## Short task
Pick out every line of the records that contains the string "wall", and copy each of those lines. Case counts.

## Material for this exercise
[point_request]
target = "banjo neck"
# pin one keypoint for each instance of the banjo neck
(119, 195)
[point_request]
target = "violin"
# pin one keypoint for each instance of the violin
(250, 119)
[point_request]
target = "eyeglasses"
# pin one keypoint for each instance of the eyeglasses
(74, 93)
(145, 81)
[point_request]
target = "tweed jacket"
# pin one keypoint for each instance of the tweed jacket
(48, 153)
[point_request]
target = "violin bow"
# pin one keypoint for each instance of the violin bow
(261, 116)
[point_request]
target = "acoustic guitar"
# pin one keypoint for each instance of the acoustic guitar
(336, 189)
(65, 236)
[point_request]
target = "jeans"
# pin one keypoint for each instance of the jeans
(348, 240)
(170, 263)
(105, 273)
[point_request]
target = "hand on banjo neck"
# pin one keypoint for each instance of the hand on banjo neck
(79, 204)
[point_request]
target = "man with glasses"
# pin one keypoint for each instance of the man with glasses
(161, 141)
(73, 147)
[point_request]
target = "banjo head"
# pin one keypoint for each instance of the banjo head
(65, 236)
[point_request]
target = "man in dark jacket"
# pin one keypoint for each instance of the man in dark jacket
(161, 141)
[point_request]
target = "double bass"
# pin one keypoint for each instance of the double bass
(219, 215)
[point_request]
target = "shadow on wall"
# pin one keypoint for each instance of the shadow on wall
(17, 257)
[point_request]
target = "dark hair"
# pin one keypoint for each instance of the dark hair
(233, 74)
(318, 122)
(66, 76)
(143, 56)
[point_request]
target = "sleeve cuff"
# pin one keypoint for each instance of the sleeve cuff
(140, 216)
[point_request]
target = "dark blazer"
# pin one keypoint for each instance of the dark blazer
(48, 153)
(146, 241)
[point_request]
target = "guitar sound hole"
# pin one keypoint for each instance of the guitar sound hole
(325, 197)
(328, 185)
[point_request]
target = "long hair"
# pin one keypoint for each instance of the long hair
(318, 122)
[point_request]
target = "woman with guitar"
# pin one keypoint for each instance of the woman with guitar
--
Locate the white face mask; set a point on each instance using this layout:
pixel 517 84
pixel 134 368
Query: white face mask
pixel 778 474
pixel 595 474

## Solution below
target = "shadow on wall"
# pin one keypoint for each instance of the shadow on wall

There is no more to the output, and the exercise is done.